Trecho do texto:
O problema da escravidão está intimamente relacionado com o do legalismo e ilustra um extremo de obtusidade mental a que o estrito apego à Lei pode conduzir. Thoreau expressa sua solidariedade aos cativos com uma citação que aplica os princípios de um verso dos "Analectos" de Confúcio: "em um governo que aprisiona qualquer um injustamente, o verdadeiro lugar para um homem justo é também a prisão [...] a única casa num estado escravo na qual um homem livre pode viver honradamente", pois, como disse o sábio chinês, citado pelo autor, "é vergonhoso ser pobre e humilde quando o Caminho [=princípios da razão] prevalece no reino [=Estado]. Igualmente, é vergonhoso ser rico e nobre quando o Caminho cai em desgraça no reino" (Analectos 8:13). Contudo, essa percepção da prevalência ou não do Caminho é fortemente distorcida no sistema político e judiciário. "Estadistas e legisladores, estando tão completamente entranhados na instituição, nunca conseguem observá-la de modo distinto e franco", "têm o hábito de esquecer que o mundo não é governado por diretrizes e conveniências", e "a verdade de um advogado não é a Verdade, mas a coerência, ou uma conveniência coerente". "Aqueles que foram formados na escola da política fracassam agora e sempre ao encarar os fatos" e, assim, o estadista é "incapaz de separar um fato de seu contexto meramente político e de contemplá-lo de modo absoluto, tal como se apresenta ao intelecto". Nesse sentido, em conexão com um polêmico julgamento da época, sobre a recaptura de escravos fugidos, Thoreau se pergunta se a Justiça e Deus esperam pelo veredito de juízes bitolados, porque há questões que nos afetam antes como homens do que como cidadãos.

Exercícios:
#1 Indique se cada afirmação abaixo concorda com o trecho sobre Thoreau, respondendo sim ou não e citando literalmente as palavras do trecho que decidem a questão.
(a) Sob um governo que aprisiona alguém injustamente, o lugar do homem justo é a prisão.
(b) A verdade de um advogado coincide com a Verdade.
(c) O julgamento polêmico mencionado tratava da recaptura de escravos fugidos.
#2 Responda com base no trecho sobre Thoreau:
(a) De que obra de Confúcio vem o verso aplicado por Thoreau?
(b) O que estadistas e legisladores nunca conseguem fazer com a instituição?
(c) Como nos afetam certas questões antes de nos afetarem como cidadãos?

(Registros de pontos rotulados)

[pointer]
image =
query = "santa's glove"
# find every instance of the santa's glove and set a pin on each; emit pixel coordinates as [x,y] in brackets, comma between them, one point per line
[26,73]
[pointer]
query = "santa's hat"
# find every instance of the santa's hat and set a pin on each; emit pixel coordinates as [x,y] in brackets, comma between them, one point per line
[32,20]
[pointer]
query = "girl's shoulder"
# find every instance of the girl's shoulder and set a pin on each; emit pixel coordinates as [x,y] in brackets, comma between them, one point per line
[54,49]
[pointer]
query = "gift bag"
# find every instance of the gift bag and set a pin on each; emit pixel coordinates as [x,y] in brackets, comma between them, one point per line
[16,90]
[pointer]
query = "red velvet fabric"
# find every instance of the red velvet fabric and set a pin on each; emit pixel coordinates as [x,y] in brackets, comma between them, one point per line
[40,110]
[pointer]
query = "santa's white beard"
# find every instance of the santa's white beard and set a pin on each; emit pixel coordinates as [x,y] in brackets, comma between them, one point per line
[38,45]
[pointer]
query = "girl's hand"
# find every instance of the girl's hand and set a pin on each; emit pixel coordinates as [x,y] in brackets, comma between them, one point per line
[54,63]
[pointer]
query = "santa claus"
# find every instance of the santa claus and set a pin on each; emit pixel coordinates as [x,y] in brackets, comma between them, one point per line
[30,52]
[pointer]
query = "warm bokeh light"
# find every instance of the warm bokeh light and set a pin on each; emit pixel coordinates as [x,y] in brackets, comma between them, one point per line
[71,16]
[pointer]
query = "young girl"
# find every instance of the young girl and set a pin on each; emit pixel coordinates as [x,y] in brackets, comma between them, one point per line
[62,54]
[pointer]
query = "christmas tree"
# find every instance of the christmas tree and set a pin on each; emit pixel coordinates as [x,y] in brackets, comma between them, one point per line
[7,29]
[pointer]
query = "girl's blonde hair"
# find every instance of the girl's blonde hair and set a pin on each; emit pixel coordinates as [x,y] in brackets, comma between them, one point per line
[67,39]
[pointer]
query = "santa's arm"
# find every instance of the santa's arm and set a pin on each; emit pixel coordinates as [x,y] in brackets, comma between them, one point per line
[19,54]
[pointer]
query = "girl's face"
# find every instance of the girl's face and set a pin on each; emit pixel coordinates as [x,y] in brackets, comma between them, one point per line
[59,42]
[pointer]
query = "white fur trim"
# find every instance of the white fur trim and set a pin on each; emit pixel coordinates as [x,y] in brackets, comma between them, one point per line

Respostas esperadas:
#1
(a) Sim: "em um governo que aprisiona qualquer um injustamente, o verdadeiro lugar para um homem justo é também a prisão".
(b) Não: "a verdade de um advogado não é a Verdade, mas a coerência, ou uma conveniência coerente".
(c) Sim: "sobre a recaptura de escravos fugidos".

#2
(a) Dos "Analectos".
(b) Observá-la de modo distinto e franco.
(c) Como homens.